● **REQUIRED TASK**
Edit all of the items below so that "vertex pairs" becomes "coordinate pairs" wherever it occurs, and change nothing else. Leave the pictures out of your answer.

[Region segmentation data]

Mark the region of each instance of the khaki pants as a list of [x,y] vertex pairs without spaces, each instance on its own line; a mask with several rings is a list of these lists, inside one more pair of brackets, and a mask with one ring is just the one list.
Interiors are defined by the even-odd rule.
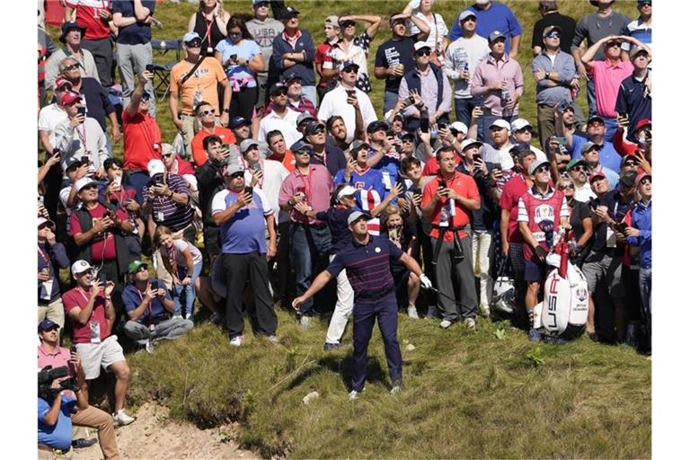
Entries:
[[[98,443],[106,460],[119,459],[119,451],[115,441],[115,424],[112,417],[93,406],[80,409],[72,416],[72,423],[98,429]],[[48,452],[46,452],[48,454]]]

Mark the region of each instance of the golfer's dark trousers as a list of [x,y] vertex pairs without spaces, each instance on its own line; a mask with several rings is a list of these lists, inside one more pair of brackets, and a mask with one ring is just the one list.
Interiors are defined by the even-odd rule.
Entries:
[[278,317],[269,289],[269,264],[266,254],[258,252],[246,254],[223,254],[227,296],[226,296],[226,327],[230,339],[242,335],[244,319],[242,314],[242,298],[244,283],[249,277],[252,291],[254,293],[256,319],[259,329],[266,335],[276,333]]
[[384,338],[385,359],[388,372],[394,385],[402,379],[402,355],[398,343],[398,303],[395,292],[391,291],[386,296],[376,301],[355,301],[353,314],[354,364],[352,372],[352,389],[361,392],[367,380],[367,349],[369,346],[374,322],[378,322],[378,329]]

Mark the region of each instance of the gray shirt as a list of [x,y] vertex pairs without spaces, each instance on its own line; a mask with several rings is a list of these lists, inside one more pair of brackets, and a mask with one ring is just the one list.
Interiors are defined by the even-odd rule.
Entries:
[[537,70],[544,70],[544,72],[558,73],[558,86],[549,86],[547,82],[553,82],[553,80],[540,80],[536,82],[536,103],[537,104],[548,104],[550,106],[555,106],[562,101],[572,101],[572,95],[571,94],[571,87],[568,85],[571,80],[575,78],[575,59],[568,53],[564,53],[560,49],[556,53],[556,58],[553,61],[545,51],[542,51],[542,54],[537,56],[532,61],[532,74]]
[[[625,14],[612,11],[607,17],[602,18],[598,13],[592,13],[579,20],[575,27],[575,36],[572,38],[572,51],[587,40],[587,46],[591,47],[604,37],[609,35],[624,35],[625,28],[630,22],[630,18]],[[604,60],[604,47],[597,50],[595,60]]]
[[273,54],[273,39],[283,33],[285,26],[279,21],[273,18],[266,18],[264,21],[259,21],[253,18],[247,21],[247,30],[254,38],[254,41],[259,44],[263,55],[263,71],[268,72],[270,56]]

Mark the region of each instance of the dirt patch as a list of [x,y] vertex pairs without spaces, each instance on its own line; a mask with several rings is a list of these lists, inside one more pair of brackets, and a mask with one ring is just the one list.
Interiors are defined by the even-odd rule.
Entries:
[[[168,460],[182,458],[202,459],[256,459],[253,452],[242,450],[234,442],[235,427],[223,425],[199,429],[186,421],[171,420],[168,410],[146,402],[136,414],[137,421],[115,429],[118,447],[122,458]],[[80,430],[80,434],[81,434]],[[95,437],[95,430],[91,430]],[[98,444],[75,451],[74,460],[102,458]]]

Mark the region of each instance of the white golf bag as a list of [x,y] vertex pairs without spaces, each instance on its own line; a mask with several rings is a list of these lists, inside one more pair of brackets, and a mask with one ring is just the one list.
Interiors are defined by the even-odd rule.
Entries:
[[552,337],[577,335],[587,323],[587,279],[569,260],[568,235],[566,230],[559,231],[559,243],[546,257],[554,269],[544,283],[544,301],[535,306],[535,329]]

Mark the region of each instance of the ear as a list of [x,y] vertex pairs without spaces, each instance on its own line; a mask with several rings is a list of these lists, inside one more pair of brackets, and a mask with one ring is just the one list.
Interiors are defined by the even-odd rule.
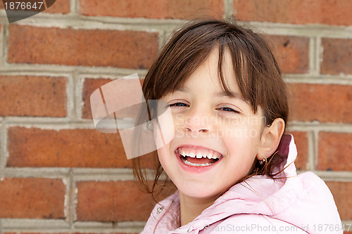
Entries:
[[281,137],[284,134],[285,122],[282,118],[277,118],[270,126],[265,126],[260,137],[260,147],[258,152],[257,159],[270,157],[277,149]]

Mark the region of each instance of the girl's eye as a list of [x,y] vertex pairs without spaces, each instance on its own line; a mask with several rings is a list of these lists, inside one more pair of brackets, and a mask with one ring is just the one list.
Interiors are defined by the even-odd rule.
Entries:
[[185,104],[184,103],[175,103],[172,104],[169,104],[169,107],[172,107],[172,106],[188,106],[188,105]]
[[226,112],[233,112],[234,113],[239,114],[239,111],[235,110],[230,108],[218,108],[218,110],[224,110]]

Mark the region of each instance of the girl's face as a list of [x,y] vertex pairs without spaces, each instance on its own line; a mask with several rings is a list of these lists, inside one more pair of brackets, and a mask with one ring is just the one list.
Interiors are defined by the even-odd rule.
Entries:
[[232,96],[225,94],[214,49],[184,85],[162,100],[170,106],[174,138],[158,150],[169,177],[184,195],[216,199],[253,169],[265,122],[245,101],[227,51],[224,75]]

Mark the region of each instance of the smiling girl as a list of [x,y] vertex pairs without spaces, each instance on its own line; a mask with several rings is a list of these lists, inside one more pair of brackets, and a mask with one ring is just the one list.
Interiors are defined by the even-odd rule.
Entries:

● **FINAL RESULT**
Mark the region of each instance of the khaki pants as a list of [x,y] coordinate pairs without spaces, each instance on its own line; a mask with several rings is a list of these lists, inside one more pair of brackets, and a mask with one ring is just the one list.
Interiors are defined by the even-odd rule.
Entries:
[[[98,443],[106,460],[119,459],[119,451],[115,441],[115,424],[112,417],[93,406],[80,409],[72,416],[72,423],[98,429]],[[48,452],[46,452],[48,454]]]

Mark the region of each instance of the golfer's dark trousers as a list of [x,y] coordinate pairs without spaces, each instance on its own line; a mask with several rings is a list of these lists, inside one more pair of brackets, and a mask with one ring is just the one list.
Interiors are defined by the even-odd rule.
Entries:
[[278,317],[269,289],[269,264],[266,254],[258,252],[246,254],[223,254],[227,296],[226,296],[226,327],[230,339],[242,335],[244,319],[242,314],[242,298],[244,283],[249,277],[252,291],[254,293],[256,319],[259,329],[266,335],[276,333]]
[[384,338],[385,359],[388,372],[394,385],[402,379],[402,355],[398,343],[398,303],[395,292],[391,291],[386,296],[376,301],[355,301],[353,314],[354,364],[352,372],[352,389],[361,392],[367,380],[367,349],[369,346],[374,322],[378,322],[378,329]]

Mark the region of each instance of the gray shirt as a list of [x,y] coordinate pairs without spaces, each instance on its own line; a mask with several rings is a list of these lists, inside one more pair of brackets, and a mask with one ring is just the one list.
Interiors are defined by the even-odd rule.
Entries:
[[537,70],[544,70],[544,72],[558,73],[558,86],[549,86],[547,82],[553,82],[553,80],[540,80],[536,82],[536,103],[537,104],[548,104],[550,106],[555,106],[562,101],[572,101],[572,95],[571,94],[571,87],[568,85],[571,80],[575,78],[575,59],[568,53],[564,53],[560,49],[556,53],[556,58],[553,61],[545,51],[542,51],[542,54],[537,56],[532,61],[532,74]]
[[[625,14],[612,11],[607,17],[602,18],[598,13],[592,13],[579,20],[575,27],[575,36],[572,38],[572,51],[587,40],[587,46],[591,47],[604,37],[609,35],[624,35],[625,28],[630,22],[630,18]],[[604,60],[604,47],[597,50],[595,60]]]
[[273,54],[273,39],[283,33],[285,26],[279,21],[273,18],[266,18],[264,21],[259,21],[253,18],[247,21],[247,30],[254,38],[254,41],[259,44],[263,55],[263,71],[268,72],[270,56]]

Mark the region of each instance of the dirt patch as a list of [x,y] coordinate pairs without spaces, each instance on its own line; a mask with several rings is a list of these lists, inside one more pair of brackets, and a mask with one ring is just the one list.
Interiors are defined by the even-odd rule.
Entries:
[[[168,460],[182,458],[202,459],[256,459],[253,452],[242,450],[234,442],[235,427],[223,425],[199,429],[186,421],[171,420],[168,410],[146,402],[136,414],[137,421],[115,429],[118,447],[122,458]],[[80,430],[80,434],[81,434]],[[95,437],[95,430],[91,430]],[[98,444],[75,451],[74,460],[102,458]]]

Mark the region of each instance of the white golf bag as a list of [x,y] coordinate pairs without spaces, each instance on its own line; a mask with several rings is a list of these lists, inside one more pair of brackets, and a mask with one ring is just the one list.
Interiors are defined by the even-odd rule.
Entries:
[[552,337],[577,335],[587,323],[587,279],[569,260],[568,235],[566,230],[559,231],[559,243],[546,257],[554,269],[544,283],[544,301],[535,306],[535,329]]

Mark the region of each instance of the ear as a list of [x,y] coordinate pairs without spaces, each instance on its own line; a mask with several rings is a list of these lists, inside one more pair of brackets, and a mask with one ring is just the one list.
Interiors are defined by the even-odd rule.
Entries:
[[281,137],[284,134],[285,122],[282,118],[277,118],[270,126],[265,126],[260,137],[260,147],[258,152],[257,159],[270,157],[277,149]]

Mark the region of each instance of the girl's eye as a list of [x,y] coordinate pairs without spaces, each instance on its own line; a mask with several rings is a list of these lists, inside one more pair of brackets, and a mask with one ring is just the one list.
Interiors are defined by the even-odd rule.
Entries:
[[185,104],[184,103],[175,103],[172,104],[169,104],[169,107],[172,107],[172,106],[188,106],[188,105]]
[[226,112],[233,112],[234,113],[239,114],[239,111],[235,110],[230,108],[218,108],[218,110],[224,110]]

Mark the region of each instance of the girl's face as a list of [x,y] coordinate pairs without spaces, each instance on its own line; a mask with several rings is a list of these lists, inside one more pair of brackets, and a mask with one ring is just the one list.
Interiors are defined by the even-odd rule.
Entries:
[[232,96],[225,94],[214,49],[184,85],[162,100],[170,106],[174,138],[158,150],[169,177],[184,195],[216,199],[253,169],[265,122],[245,101],[227,51],[224,75]]

Mark the region of each instance of the smiling girl as a list of [x,y] coordinate pairs without spaces, each instance on its own line; a mask with several rings is a list of these lists, inside one more pair of brackets, and a mask with one ring is just the one list.
Interiors are defined by the even-odd rule.
Entries:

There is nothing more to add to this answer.